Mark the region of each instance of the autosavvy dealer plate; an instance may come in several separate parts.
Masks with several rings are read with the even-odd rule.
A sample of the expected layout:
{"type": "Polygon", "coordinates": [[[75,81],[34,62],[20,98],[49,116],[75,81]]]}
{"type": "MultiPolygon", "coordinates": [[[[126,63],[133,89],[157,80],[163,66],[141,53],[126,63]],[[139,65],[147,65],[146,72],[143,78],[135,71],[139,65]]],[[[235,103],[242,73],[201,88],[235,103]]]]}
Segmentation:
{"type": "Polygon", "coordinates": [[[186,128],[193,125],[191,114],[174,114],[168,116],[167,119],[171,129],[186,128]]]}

+===+

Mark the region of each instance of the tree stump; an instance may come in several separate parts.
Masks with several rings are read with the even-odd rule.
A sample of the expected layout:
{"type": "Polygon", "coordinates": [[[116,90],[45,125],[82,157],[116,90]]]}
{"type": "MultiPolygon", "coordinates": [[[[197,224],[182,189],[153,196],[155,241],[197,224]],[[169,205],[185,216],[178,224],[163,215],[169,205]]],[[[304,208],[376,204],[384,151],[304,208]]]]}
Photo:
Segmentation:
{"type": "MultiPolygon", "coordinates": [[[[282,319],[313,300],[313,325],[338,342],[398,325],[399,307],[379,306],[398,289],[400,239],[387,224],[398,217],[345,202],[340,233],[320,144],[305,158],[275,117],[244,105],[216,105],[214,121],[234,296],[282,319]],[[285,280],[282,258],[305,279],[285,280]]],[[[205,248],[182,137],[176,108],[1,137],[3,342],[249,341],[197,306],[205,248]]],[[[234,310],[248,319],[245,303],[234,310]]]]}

+===+

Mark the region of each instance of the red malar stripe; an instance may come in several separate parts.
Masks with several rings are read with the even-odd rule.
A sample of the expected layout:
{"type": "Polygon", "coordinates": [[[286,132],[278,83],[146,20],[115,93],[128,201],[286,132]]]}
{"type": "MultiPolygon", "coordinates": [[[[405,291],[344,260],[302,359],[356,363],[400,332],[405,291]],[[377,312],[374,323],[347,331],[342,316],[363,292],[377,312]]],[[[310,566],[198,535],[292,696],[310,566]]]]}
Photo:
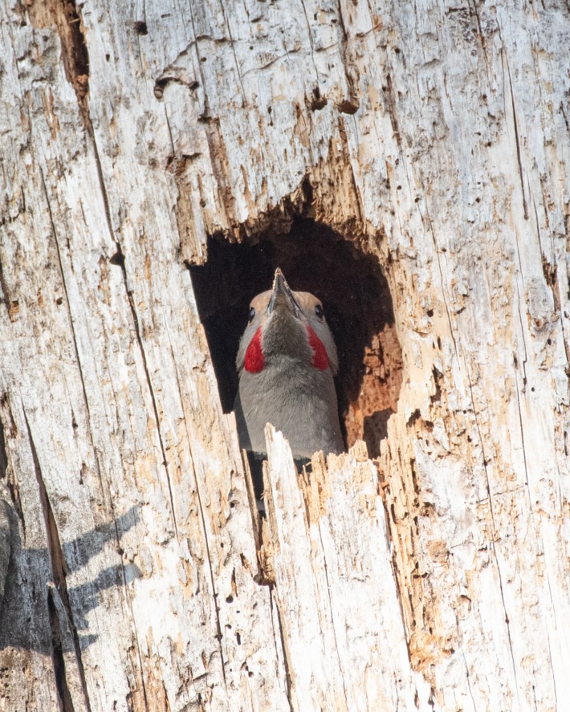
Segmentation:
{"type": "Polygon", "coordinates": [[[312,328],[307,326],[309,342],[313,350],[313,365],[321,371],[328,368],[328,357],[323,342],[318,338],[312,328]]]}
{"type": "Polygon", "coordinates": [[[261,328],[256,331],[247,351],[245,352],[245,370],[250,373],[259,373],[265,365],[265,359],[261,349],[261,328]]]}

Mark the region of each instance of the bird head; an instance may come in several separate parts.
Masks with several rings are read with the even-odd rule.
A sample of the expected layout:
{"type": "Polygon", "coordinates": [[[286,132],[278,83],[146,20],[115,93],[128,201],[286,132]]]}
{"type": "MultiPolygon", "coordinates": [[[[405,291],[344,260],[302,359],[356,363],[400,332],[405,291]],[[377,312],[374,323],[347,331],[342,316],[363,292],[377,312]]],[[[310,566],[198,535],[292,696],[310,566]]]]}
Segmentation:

+===+

§ **DIRECTIONS FOR THIS TASK**: Pull out each line in the rows above that contains the word "instance", and copy every such line unchanged.

§ **SOLUTION BELOW**:
Mark the region of each instance of the autosavvy dealer plate; an instance may come in several separate parts.
Mark the region of each instance of the tree stump; an instance may come in several separate parts.
Mark the region of each instance of the red malar stripe; an instance may come in several separate parts.
Mark the region of each instance of the bird head; an instance may come in several separate parts.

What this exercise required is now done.